• [GIVEN EXERCISE 1] In the Advent reflection, rewrite the stretch from "Today marks the" through "a simple family.", changing "simple family" to "humble family".
• [GIVEN EXERCISE 2] Decide whether each statement agrees with the Advent reflection, answering yes or no and quoting the words of the text that settle it: (a) Some retailers hold off on Christmas until Thanksgiving. (b) The text names November 1st as the start of Advent. (c) The text describes Jesus as born to a wealthy family.
• [GIVEN EXERCISE 3] Continue the Advent reflection from its last sentence.

___ PASSAGE SHOWN

It seems that the marketplace has decided that Christmas begins on November 1st. Colorful decorations, tantalizing smells, and festive music fill the stores as the unsold Halloween costumes and candy are put into storage. And for those few retailers that hold off a little bit, Thanksgiving becomes their breaking point, as they too give way to Jingle Bells and Evergreen trees. We have become accustomed to not waiting for anything. We have become an “instantaneous” society, where we want what we want, and we want it NOW. We have entire industries, such as credit cards or “pay nothing for a year”-financing, built on the whole idea of getting things now and paying later. There is also the booming of companies that work toward same-day delivery, or even delivery by drones within hours. We are impatient with our desires.

Today marks the beginning of Advent, a time specifically set aside to anticipate and wait for the celebration of the Birth of Jesus. Humanity had been waiting for a Savior for thousands of years, and when the time was right, God entered the world in the form of one of us, a helpless infant born to a simple family.

______
___ INFORMATION SUPPLIED

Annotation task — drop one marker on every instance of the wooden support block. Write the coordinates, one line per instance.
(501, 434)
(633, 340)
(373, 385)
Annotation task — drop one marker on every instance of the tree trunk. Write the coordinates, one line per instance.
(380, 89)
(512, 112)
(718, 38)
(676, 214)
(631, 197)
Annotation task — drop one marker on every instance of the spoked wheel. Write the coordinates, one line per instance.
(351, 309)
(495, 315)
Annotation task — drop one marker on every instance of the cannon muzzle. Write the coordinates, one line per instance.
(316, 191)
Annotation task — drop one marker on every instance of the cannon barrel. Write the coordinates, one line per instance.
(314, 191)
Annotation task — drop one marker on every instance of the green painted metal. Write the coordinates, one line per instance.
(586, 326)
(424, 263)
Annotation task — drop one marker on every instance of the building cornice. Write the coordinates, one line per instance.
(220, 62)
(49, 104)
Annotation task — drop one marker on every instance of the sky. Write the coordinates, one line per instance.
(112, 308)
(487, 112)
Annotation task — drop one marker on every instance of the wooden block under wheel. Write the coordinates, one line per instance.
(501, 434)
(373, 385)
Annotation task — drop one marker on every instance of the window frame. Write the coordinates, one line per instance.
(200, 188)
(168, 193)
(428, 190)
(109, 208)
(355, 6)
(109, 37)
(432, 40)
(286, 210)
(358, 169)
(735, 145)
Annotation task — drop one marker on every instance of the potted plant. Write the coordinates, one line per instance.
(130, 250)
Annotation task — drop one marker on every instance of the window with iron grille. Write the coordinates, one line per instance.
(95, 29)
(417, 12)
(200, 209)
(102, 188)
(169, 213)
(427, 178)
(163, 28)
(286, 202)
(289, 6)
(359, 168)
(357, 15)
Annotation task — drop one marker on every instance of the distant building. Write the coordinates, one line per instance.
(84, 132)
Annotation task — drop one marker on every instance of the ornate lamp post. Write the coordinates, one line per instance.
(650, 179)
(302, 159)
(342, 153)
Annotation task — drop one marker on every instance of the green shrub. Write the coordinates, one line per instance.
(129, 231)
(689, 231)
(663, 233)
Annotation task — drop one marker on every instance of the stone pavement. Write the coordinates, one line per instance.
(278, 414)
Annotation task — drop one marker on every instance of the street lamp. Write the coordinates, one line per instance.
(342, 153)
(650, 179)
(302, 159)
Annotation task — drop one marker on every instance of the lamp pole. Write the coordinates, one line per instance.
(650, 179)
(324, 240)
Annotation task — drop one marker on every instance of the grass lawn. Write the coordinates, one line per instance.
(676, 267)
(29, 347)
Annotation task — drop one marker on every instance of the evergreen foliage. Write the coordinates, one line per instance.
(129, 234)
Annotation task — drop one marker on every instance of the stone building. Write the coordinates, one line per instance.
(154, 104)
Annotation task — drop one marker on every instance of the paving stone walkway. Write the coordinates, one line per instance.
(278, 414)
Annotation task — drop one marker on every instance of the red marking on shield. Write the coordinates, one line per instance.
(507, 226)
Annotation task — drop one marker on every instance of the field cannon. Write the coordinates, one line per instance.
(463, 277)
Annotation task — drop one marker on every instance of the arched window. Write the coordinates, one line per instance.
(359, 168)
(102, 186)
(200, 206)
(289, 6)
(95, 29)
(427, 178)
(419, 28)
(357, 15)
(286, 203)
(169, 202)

______

• [FINAL RESULT 1]
Today marks the beginning of Advent, a time specifically set aside to anticipate and wait for the celebration of the Birth of Jesus. Humanity had been waiting for a Savior for thousands of years, and when the time was right, God entered the world in the form of one of us, a helpless infant born to a humble family.

• [FINAL RESULT 2]
(a) Yes: "for those few retailers that hold off a little bit, Thanksgiving becomes their breaking point"
(b) No: "the marketplace has decided that Christmas begins on November 1st" and "Today marks the beginning of Advent"
(c) No: "a helpless infant born to a simple family"

• [FINAL RESULT 3]
We choose to wait so that we can better prepare ourselves for what is to come. It many ways anticipating the gift of God’s Son makes it all the sweeter, but much more so, we are better able to receive the gift of Love, Christ Jesus, our Lord. The Gospel of Luke reminds us that during this time of waiting and anticipation, we must be careful that our “hearts do not become drowsy from carousing and drunkenness and the anxieties of daily life.” (NAB, 21:34) We are called to “Be vigilant at all times….” (21:35), so that we will be prepared for the coming of our Savior.

Father, give me a heart of waiting. Let me use this time of Advent, this new beginning, to clean out all that keeps me from fully and totally accepting you in my life. Purify my heart and take away my anxieties, so that I may celebrate the Birth of your Son, Jesus, with a renewed spirit of love for my neighbor and for you. Through your grace, grant me the vigilance I need to be ready to receive you now, and when you come for me in glory. Amen.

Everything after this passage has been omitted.